# Available data

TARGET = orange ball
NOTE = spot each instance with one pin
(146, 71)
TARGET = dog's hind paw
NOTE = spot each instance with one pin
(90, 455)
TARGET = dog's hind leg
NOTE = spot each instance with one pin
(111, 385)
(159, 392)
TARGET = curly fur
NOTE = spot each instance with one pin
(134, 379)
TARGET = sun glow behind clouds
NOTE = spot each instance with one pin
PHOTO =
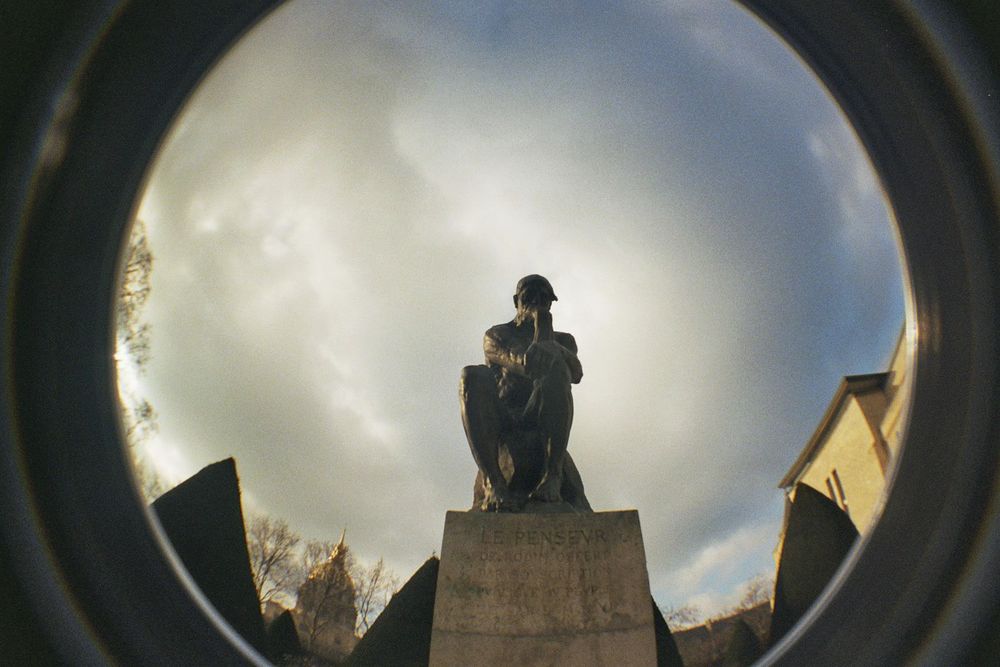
(353, 192)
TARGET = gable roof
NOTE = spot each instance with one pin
(850, 386)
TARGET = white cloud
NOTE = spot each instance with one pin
(334, 235)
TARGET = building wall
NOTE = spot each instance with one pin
(849, 456)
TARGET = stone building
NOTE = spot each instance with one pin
(849, 457)
(325, 612)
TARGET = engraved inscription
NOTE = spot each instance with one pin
(522, 574)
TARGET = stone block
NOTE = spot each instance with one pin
(543, 589)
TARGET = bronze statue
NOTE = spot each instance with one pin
(517, 410)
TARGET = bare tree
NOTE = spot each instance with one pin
(133, 348)
(375, 586)
(271, 544)
(678, 618)
(325, 610)
(133, 332)
(756, 591)
(314, 553)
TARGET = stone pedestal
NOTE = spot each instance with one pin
(542, 589)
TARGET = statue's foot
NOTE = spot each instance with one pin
(500, 502)
(548, 490)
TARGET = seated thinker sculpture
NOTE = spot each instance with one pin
(517, 410)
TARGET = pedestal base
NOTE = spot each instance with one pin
(543, 589)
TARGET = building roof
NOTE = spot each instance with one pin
(850, 386)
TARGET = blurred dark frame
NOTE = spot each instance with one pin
(87, 91)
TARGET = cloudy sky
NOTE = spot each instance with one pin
(344, 207)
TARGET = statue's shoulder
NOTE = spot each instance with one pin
(565, 339)
(501, 333)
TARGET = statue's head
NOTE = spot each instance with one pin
(533, 293)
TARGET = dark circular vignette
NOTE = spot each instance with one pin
(92, 89)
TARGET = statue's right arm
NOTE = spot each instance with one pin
(504, 353)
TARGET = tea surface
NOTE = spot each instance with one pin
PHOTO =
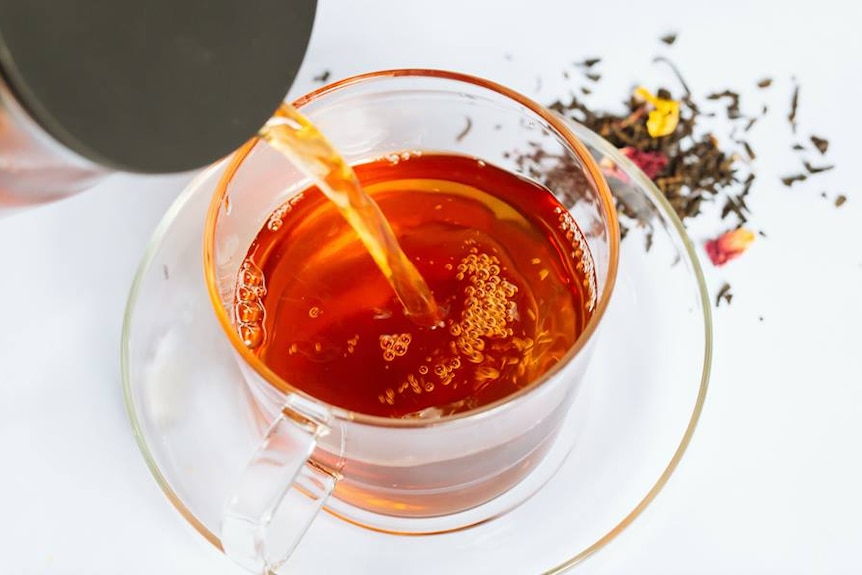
(506, 264)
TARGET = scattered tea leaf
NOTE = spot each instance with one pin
(821, 144)
(794, 105)
(322, 77)
(817, 169)
(588, 63)
(723, 294)
(463, 133)
(750, 124)
(790, 180)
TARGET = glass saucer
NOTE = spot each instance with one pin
(644, 393)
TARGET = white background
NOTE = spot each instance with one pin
(771, 481)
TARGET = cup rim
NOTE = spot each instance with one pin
(221, 194)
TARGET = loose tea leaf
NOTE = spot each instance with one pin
(817, 169)
(790, 180)
(821, 144)
(589, 62)
(723, 294)
(794, 105)
(322, 77)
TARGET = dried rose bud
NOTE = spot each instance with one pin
(650, 163)
(729, 245)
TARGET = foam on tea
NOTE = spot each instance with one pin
(510, 274)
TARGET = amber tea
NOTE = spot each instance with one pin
(510, 274)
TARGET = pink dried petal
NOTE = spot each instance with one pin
(729, 245)
(650, 163)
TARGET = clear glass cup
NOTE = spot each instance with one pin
(398, 475)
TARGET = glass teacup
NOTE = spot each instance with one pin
(398, 475)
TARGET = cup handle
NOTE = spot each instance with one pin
(279, 483)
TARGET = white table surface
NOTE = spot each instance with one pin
(771, 481)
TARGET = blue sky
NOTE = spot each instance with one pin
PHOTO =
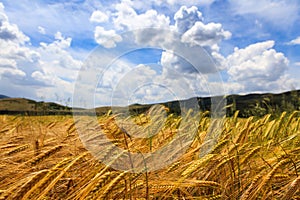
(255, 46)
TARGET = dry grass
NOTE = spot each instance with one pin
(43, 158)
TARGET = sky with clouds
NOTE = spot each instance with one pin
(174, 49)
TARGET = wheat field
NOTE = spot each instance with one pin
(42, 157)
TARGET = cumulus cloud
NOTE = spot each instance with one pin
(108, 39)
(27, 71)
(191, 2)
(258, 67)
(98, 17)
(41, 30)
(294, 41)
(280, 13)
(185, 18)
(206, 35)
(8, 31)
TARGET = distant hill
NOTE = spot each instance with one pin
(248, 105)
(27, 106)
(3, 96)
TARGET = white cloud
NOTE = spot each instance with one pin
(185, 18)
(27, 71)
(98, 17)
(294, 41)
(259, 67)
(280, 13)
(41, 30)
(206, 35)
(8, 31)
(191, 2)
(108, 39)
(127, 18)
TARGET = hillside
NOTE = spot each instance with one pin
(3, 96)
(248, 105)
(27, 106)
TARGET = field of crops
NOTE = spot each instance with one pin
(42, 157)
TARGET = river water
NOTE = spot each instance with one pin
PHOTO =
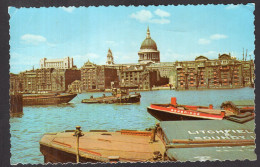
(27, 130)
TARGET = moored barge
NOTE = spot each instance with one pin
(169, 141)
(117, 97)
(47, 99)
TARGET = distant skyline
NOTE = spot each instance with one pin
(181, 33)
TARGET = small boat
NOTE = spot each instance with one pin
(47, 99)
(167, 141)
(121, 96)
(239, 106)
(174, 111)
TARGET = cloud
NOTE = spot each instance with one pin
(232, 6)
(142, 15)
(146, 16)
(162, 13)
(33, 39)
(203, 41)
(68, 9)
(111, 43)
(218, 36)
(160, 21)
(206, 41)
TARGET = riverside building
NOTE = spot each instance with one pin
(203, 73)
(65, 63)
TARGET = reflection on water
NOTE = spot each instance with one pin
(27, 130)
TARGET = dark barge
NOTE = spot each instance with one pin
(194, 141)
(118, 96)
(47, 99)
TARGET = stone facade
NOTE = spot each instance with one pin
(44, 80)
(61, 78)
(98, 77)
(224, 72)
(148, 50)
(65, 63)
(141, 77)
(110, 58)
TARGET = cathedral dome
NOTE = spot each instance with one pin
(148, 43)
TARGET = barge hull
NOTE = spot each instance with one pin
(48, 100)
(53, 155)
(166, 116)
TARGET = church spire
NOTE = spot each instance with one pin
(148, 33)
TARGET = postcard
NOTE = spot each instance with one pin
(132, 84)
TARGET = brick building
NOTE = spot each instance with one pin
(61, 78)
(141, 77)
(43, 80)
(65, 63)
(224, 72)
(98, 77)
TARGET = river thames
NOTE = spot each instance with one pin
(27, 130)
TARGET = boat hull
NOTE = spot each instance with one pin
(111, 99)
(166, 116)
(48, 100)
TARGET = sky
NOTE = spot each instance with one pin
(86, 33)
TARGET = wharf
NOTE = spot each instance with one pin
(98, 146)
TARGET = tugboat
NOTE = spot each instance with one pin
(174, 111)
(167, 141)
(118, 96)
(47, 99)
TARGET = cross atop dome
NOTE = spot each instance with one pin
(148, 51)
(148, 33)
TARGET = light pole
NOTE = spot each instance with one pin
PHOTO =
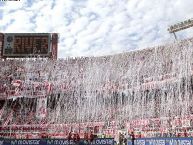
(180, 26)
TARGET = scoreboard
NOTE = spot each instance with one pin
(26, 44)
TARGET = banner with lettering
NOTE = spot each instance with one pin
(101, 141)
(162, 141)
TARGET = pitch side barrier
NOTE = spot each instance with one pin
(163, 141)
(100, 141)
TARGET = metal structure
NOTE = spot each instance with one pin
(23, 45)
(180, 26)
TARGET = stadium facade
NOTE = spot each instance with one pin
(149, 91)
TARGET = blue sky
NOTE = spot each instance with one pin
(98, 27)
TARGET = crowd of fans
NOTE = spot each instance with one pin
(151, 83)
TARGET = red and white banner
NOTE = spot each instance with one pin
(41, 110)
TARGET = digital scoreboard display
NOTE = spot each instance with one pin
(26, 44)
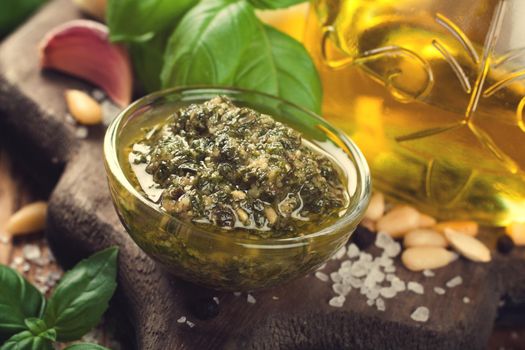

# Task prompt
Of all the entries above, how many lines contain "pedestal"? Give the number alone.

# Written reply
2